**TASK INSTRUCTIONS:**
[a] In the passage on Lenin and Bukharin, who became the voice of ‘Leninism’?
[b] From the passage on Lenin and Bukharin, write out the portion that begins with the words "What is good" and ends with "he is saying.".

What is good about this quote is that it is saying that reality is dialectical, because that is the ontological principle and premises that help us to understand reality, but there will always be heterogeneous opinions. You cannot automatically have a correspondence between theory and reality, theory and truth. But there is an objective basis in reality for a sharp clash of opinion. That is the kernel of truth in what he is saying.

The problem is that even if we agree that Lenin was more astute and farsighted than the rest of the leadership of the Bolshevik Party on a whole number of questions between 1917 and 1923, there is still a tendency to conceive Lenin as the infallible world historical leader with all the answers. This is the problem, because when Lenin died what was the Bolshevik Party to do? Bukharin did not have a clue. He pragmatically tried to come to terms with what had happened with Lenin - no one was more inconsolable than Bukharin in the absence of Lenin - and therefore a rigid Lenin of the NEP of 1921-23 was codified. That was ‘Leninism’; Bukharin became the voice of ‘Leninism’.

**ROWS:**
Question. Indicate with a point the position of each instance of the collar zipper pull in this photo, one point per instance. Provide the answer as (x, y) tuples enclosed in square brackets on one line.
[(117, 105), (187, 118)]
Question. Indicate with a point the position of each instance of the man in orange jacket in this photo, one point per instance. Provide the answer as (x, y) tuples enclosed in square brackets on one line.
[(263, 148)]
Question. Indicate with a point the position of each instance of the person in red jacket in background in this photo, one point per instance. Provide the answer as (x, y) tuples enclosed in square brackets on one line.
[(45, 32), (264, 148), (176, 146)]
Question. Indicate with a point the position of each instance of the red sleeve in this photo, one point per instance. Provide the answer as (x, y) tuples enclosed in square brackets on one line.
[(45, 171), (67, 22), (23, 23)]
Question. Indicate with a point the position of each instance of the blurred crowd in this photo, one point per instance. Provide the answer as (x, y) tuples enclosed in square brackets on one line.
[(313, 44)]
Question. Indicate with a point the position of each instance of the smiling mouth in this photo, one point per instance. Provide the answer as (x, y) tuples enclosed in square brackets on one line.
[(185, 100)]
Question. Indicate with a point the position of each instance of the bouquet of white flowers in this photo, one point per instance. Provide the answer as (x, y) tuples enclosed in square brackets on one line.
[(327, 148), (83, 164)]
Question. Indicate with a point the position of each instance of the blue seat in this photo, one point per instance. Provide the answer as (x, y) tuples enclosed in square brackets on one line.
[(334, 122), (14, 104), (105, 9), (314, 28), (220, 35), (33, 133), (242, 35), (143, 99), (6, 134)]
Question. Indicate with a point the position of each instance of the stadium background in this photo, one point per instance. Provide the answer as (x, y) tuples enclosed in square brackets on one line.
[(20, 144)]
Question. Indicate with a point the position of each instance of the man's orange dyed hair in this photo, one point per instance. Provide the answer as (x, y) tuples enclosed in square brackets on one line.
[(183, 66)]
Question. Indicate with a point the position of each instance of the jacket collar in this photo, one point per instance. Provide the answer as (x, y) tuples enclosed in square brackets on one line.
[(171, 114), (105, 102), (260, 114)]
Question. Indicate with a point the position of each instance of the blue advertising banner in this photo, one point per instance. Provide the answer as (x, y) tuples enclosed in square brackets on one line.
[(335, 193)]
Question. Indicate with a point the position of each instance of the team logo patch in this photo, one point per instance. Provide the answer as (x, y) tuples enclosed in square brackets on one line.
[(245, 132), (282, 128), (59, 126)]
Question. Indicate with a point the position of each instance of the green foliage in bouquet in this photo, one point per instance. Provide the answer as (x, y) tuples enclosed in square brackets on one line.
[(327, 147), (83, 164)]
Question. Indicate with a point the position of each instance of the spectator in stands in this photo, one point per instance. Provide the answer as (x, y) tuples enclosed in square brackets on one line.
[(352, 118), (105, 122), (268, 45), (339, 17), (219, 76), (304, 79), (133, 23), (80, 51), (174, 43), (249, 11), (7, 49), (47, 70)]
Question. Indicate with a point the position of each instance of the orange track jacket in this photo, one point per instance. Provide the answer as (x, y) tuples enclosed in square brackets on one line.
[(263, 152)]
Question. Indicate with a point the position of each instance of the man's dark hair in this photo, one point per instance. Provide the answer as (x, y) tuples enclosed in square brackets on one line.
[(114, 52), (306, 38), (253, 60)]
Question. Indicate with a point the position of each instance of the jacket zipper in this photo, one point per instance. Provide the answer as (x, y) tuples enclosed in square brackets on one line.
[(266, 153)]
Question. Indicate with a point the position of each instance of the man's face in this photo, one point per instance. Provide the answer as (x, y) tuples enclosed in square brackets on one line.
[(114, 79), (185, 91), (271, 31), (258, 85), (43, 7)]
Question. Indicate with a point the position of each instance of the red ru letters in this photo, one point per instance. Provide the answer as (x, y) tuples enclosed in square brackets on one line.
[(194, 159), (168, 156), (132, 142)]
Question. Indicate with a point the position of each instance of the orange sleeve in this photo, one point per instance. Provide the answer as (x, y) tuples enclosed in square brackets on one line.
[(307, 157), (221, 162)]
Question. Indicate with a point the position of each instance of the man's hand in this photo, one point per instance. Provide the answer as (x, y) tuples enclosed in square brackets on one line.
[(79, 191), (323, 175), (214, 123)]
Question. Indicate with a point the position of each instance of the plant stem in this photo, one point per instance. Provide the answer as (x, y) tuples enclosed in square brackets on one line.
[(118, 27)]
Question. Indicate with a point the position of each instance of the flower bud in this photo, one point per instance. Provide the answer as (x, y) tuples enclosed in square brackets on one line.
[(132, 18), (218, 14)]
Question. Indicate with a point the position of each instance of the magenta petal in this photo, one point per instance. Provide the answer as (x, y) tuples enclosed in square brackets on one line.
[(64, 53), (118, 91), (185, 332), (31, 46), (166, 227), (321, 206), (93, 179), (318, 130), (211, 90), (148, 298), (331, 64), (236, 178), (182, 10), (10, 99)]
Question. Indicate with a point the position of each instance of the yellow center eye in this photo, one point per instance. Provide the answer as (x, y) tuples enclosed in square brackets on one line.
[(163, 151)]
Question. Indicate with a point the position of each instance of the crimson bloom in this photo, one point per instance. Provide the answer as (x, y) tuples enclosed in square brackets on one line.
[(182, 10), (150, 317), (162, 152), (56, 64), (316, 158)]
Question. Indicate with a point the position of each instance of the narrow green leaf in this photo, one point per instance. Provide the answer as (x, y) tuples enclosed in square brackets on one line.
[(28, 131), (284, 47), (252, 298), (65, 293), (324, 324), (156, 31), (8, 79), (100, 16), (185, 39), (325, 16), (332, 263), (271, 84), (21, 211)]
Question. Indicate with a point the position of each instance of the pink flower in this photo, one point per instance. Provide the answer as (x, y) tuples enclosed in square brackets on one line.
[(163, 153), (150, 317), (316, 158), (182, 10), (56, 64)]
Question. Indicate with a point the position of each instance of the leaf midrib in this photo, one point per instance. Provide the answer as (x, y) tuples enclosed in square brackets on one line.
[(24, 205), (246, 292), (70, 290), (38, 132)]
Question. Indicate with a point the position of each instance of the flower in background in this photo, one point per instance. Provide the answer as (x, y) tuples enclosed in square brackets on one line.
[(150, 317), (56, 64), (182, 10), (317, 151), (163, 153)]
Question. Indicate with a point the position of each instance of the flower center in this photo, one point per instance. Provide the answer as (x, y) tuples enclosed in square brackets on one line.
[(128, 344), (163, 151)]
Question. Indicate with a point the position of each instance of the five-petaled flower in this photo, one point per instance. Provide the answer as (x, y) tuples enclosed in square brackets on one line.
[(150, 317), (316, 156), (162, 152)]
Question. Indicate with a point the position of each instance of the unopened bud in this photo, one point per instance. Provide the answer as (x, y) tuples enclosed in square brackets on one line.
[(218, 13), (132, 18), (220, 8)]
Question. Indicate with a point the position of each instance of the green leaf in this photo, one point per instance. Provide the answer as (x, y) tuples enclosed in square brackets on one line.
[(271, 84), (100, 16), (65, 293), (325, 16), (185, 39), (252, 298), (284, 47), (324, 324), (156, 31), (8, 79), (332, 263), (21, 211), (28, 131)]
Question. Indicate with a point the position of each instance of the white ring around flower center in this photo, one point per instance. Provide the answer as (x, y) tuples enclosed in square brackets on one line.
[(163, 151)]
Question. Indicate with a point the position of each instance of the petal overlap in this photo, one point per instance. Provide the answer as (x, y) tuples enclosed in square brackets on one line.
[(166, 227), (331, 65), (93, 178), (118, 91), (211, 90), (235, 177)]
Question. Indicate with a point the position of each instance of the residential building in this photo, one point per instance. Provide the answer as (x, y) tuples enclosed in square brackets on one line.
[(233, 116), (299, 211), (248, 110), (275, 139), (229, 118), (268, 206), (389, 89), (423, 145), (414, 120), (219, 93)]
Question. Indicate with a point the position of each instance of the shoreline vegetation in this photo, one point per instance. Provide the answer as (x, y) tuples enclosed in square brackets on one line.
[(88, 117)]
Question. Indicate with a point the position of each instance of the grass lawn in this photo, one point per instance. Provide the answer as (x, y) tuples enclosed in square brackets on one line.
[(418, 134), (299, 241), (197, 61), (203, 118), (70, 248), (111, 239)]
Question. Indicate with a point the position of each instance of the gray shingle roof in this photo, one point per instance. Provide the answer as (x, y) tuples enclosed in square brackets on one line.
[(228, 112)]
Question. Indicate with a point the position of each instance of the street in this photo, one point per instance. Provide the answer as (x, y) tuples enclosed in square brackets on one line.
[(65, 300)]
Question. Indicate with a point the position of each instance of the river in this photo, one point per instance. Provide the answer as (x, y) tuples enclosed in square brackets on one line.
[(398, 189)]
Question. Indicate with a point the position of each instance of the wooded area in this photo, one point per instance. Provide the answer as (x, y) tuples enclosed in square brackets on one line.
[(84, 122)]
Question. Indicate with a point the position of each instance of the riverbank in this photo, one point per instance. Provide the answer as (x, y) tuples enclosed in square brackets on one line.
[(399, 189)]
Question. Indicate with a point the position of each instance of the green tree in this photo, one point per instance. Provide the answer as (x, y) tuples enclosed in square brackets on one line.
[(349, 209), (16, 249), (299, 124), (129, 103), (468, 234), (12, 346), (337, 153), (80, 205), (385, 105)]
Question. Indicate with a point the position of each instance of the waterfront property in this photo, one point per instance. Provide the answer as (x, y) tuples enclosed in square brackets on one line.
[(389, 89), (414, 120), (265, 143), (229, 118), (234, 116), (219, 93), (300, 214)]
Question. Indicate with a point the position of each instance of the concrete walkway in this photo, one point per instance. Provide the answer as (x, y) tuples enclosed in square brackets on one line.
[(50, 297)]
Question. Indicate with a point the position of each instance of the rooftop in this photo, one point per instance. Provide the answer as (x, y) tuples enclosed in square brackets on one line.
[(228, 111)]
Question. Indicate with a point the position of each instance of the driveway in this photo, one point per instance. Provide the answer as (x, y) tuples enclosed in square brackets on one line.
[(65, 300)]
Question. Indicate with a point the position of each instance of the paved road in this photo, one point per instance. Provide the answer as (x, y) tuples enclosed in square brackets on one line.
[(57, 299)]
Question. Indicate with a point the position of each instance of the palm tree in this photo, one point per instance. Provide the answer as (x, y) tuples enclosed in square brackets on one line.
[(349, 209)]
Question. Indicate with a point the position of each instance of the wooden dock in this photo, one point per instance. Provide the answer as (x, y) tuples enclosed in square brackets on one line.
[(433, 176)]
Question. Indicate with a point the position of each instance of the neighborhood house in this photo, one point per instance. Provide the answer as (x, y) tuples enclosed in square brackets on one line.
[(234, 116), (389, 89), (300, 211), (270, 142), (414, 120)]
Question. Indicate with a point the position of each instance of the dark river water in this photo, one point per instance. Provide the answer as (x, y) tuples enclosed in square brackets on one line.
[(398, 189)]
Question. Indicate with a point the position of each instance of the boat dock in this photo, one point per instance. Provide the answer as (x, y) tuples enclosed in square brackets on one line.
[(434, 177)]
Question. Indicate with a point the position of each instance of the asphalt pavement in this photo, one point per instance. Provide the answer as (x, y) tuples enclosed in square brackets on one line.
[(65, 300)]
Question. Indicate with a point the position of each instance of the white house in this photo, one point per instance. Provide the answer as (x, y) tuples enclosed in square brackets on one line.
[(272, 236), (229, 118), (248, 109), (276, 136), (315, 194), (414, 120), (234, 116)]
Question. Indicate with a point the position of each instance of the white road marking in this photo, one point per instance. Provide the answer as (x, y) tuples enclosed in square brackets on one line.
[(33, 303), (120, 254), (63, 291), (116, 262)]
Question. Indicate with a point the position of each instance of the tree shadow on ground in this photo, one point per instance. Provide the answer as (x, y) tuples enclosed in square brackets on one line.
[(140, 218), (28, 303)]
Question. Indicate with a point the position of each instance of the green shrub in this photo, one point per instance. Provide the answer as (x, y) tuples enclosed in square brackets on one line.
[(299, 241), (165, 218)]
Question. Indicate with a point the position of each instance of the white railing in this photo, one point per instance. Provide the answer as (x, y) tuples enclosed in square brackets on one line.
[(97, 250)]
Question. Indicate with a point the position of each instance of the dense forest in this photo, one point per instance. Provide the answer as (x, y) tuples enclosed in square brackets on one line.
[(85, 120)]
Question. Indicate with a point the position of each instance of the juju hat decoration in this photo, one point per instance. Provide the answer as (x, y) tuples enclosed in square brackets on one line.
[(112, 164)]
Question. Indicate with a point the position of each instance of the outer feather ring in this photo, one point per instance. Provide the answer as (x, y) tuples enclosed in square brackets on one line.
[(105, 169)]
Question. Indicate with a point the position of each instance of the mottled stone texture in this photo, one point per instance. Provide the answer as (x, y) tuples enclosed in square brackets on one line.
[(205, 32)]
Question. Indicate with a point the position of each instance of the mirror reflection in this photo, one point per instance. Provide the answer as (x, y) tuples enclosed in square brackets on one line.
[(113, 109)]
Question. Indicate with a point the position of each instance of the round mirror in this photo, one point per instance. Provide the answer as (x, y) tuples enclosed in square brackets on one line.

**SOLUTIONS TO THE TASKS:**
[a] Bukharin

[b]
What is good about this quote is that it is saying that reality is dialectical, because that is the ontological principle and premises that help us to understand reality, but there will always be heterogeneous opinions. You cannot automatically have a correspondence between theory and reality, theory and truth. But there is an objective basis in reality for a sharp clash of opinion. That is the kernel of truth in what he is saying.